Records from a collection:
════

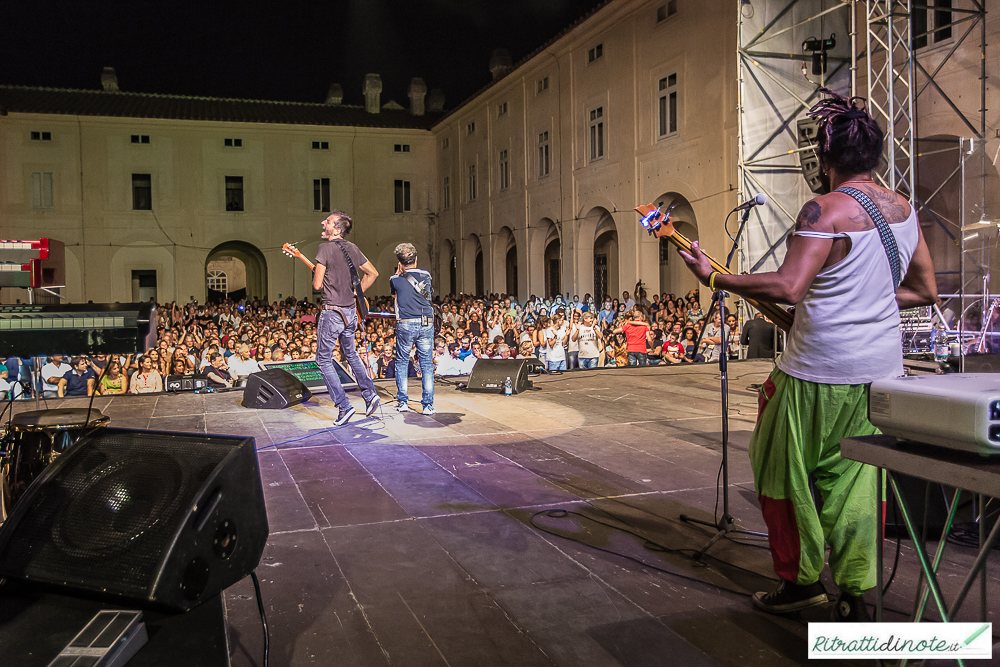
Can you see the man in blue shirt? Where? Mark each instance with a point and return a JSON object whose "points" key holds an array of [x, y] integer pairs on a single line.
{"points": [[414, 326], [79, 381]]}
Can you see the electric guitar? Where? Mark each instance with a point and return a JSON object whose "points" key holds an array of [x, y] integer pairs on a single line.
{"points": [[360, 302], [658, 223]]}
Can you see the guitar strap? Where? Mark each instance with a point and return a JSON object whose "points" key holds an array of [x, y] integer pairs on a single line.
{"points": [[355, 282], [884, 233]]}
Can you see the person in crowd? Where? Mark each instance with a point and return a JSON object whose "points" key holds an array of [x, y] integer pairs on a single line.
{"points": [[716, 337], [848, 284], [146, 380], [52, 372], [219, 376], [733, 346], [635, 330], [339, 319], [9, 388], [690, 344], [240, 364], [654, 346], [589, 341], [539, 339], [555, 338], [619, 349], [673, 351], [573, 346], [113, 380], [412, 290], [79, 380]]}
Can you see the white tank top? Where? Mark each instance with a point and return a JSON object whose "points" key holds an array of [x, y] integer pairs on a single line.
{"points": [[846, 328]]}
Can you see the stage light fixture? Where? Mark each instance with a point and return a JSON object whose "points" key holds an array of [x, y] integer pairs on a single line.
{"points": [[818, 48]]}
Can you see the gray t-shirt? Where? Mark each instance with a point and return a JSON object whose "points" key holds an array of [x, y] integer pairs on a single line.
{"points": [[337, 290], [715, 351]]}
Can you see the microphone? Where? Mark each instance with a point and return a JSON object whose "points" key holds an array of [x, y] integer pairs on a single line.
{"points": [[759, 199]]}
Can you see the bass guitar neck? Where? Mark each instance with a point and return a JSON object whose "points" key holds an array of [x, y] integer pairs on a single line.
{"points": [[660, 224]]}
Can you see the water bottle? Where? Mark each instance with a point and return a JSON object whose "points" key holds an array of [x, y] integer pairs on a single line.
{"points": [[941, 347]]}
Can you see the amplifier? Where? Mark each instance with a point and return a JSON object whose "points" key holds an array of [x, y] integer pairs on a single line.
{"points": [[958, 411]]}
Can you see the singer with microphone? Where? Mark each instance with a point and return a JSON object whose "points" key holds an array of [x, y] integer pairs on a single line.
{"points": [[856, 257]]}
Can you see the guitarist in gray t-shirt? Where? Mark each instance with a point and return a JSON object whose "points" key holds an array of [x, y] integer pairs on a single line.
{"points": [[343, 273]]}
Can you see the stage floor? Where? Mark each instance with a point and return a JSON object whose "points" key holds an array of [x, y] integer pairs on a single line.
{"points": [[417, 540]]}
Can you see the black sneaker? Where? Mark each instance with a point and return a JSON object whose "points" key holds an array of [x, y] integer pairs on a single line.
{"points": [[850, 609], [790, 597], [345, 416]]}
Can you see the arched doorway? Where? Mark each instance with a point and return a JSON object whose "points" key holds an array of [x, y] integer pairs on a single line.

════

**WHAT YOU HAVE TO DO**
Your task is to repeat the data above exactly while excluding the pictures.

**ANSWER SECTION**
Can you see the man in blue shirt? Where? Mark each instance with a point and return a JSON object whose "points" key holds an array of [x, y] integer pairs on a single line.
{"points": [[414, 326], [79, 381]]}
Can you see the electric guitar? Where? Mark each instance with a point and return a JSON object whose "points" key holds an array of [x, y] integer pairs on a single line.
{"points": [[360, 302], [658, 223]]}
Can you see the guitar strap? Where? Mark each instance with a point and return a JSON object whose "points" key holds an array of [x, y] integer pairs on a single line.
{"points": [[355, 282], [884, 233]]}
Can you see the person in crowd? Where? Mark each instance with a point and return a JSON object whose "points" key holds an array of [x, y] integer pairs on a single line.
{"points": [[716, 337], [848, 284], [146, 380], [52, 372], [219, 376], [733, 346], [635, 330], [339, 319], [9, 388], [690, 344], [240, 364], [654, 346], [589, 341], [539, 339], [555, 338], [619, 349], [673, 351], [573, 346], [113, 380], [412, 290], [79, 380]]}
Can you see the white tank top? Where? Mark each instance with a point and return a JSON object whose "points" key holds an array of [x, y] integer pairs on a single line.
{"points": [[846, 328]]}
Can you see the stage light fixture? Where? Mark each instance with a point and return a JSON object whose "points" key holds an array of [x, y] integer pairs on a single line.
{"points": [[818, 48]]}
Can you see the gray t-shirt? Where? Mark each instance with a point and return a JSON object whose "points" key holds an array of [x, y] integer pairs on a single line.
{"points": [[337, 290], [715, 351]]}
Can you see the microphone? Where? Mark each instance with a point and return a JSON object whose "points" key holds an array of [x, y] integer pairs on a single line.
{"points": [[759, 199]]}
Can you see the bass guitar neck? Where? Mark each instance with a point and return a JSON object whose "points" key holds an array of [x, y] integer pairs on a single line.
{"points": [[660, 224]]}
Can you see the water bottle? Where? Mark each instance with a point and return a JSON object whose "points" key holds an array of [x, y] integer pairs on a single line.
{"points": [[941, 347]]}
Can you see the amplifier? Where? Mark each instance with a point and return a JSON object whose "points" key holds an array of [x, y] integer pairs on a single line.
{"points": [[958, 411]]}
Can you see the singer with microphone? Where? Mark each instance with a point and return a JSON object whose "points" key holds an array of [x, y] integer pairs on a single line.
{"points": [[856, 257]]}
Can you see the guitarist in gray t-shirt? Where? Mark each instance with a point and return a JSON object whose "points" key holds an array of [x, y] integer pairs on a single line.
{"points": [[343, 273]]}
Can you see the stage floor? Where? Mark each instance with a point and return a JSON object whose "points" key holds an array of [x, y] integer pairs on a single line.
{"points": [[417, 540]]}
Can you see the black sneaker? Where? Mark each instance with a point and return a JSON object whose "points" key holds an array of [x, y] integer pairs on a single line.
{"points": [[850, 609], [790, 597], [345, 416]]}
Can you see the arched doorway? Where? Mark each instance with a point and return a JSON object whose "points" key holds an array of [x, y] integer pairs on a single line.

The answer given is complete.